Source
-- START --

Re: [PATCH] io_uring/net: don't fail linked ops when done_io > 0
From: Stefan Metzmacher
Date: Fri Feb 27 2026 - 09:04:42 EST
Hi Hannes,
Am 26.02.26 um 23:03 schrieb Hannes Furmans:
When io_uring recv/send with MSG_WAITALL accumulates partial data
through done_io and then encounters an error or EOF, req_set_fail()
sets REQ_F_FAIL despite the CQE result being positive (done_io bytes).
io_disarm_next() then sees REQ_F_FAIL and cancels all linked operations
with -ECANCELED, even though the user-visible result indicates success.
This manifests in two code paths:
1) Direct completion: io_recv/io_send fall through to req_set_fail()
when ret < min_ret, even if done_io > 0. The CQE shows done_io
(positive) but REQ_F_FAIL severs the link chain.
2) io-wq fallback: after APOLL_MAX_RETRY (128) poll retries, the
request moves to io-wq. io_recv returns IOU_RETRY from the
MSG_WAITALL retry path, io-wq fails the request with -EAGAIN, and
io_req_defer_failed -> io_sendrecv_fail overwrites cqe.res with
done_io but leaves REQ_F_FAIL set.
Fix this by:
- Not calling req_set_fail() when done_io > 0 in io_recv, io_recvmsg,
io_send, io_sendmsg, io_send_zc, io_sendmsg_zc
- Clearing REQ_F_FAIL in io_sendrecv_fail() when done_io > 0
This makes MSG_WAITALL partial completions consistent with
non-MSG_WAITALL behavior, where positive results never sever the
IO_LINK chain.

-- END --

Dataset extract
-- START --

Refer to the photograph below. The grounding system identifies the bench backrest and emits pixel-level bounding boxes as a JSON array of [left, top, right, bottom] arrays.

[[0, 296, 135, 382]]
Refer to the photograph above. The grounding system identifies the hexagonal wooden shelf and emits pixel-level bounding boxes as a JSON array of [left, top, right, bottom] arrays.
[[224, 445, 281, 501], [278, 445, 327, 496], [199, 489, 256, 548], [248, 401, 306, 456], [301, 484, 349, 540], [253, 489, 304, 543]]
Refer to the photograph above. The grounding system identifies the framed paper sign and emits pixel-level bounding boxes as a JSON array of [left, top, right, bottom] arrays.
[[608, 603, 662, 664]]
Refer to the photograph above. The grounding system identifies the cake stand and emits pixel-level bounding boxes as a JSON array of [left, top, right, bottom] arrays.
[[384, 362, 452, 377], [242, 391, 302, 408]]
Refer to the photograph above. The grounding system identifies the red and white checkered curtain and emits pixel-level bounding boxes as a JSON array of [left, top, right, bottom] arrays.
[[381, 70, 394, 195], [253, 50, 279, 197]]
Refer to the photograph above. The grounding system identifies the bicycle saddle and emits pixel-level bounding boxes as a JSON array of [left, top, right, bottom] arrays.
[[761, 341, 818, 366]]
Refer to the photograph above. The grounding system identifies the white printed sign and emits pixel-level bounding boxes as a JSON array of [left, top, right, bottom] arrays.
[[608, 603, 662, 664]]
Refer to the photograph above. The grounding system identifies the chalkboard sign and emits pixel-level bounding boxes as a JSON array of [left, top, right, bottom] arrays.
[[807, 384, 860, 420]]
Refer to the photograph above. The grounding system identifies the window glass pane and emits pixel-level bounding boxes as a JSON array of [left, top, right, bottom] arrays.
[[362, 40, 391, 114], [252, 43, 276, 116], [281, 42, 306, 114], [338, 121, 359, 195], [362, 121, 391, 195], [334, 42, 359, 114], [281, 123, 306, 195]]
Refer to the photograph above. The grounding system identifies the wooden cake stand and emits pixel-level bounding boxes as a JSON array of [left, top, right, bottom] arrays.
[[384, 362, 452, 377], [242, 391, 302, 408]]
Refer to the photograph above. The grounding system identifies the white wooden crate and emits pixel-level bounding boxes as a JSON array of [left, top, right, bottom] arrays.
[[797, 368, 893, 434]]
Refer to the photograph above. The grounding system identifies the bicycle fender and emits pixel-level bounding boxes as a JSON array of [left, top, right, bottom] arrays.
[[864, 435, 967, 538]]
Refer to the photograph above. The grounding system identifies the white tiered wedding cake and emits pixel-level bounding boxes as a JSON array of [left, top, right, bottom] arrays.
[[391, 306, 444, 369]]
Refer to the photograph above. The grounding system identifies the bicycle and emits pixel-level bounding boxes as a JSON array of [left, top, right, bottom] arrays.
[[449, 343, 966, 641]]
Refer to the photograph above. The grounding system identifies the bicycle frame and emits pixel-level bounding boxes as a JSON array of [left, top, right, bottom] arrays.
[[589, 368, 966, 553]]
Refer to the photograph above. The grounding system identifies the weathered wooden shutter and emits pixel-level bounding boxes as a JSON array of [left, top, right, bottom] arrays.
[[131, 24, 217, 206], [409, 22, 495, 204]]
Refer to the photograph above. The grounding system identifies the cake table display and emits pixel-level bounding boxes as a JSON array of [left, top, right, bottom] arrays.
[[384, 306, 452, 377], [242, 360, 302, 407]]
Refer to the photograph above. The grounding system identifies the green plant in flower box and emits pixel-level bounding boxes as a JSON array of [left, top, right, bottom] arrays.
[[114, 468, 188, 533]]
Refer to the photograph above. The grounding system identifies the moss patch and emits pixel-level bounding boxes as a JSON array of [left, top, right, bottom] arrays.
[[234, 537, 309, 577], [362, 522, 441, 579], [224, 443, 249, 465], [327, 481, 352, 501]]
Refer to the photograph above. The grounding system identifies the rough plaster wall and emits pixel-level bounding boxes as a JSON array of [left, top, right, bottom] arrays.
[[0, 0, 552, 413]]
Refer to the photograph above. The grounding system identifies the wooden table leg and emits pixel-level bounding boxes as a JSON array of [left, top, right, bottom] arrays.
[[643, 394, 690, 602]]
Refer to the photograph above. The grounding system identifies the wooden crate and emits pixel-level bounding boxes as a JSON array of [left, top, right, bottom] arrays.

-- END --

To be done
Reproduce the io_uring patch reply word for word, starting at "Re: [PATCH] io_uring/net: don't" and ending at "the link chain.".

Solved problem
Re: [PATCH] io_uring/net: don't fail linked ops when done_io > 0
From: Stefan Metzmacher
Date: Fri Feb 27 2026 - 09:04:42 EST
Hi Hannes,
Am 26.02.26 um 23:03 schrieb Hannes Furmans:
When io_uring recv/send with MSG_WAITALL accumulates partial data
through done_io and then encounters an error or EOF, req_set_fail()
sets REQ_F_FAIL despite the CQE result being positive (done_io bytes).
io_disarm_next() then sees REQ_F_FAIL and cancels all linked operations
with -ECANCELED, even though the user-visible result indicates success.
This manifests in two code paths:
1) Direct completion: io_recv/io_send fall through to req_set_fail()
when ret < min_ret, even if done_io > 0. The CQE shows done_io
(positive) but REQ_F_FAIL severs the link chain.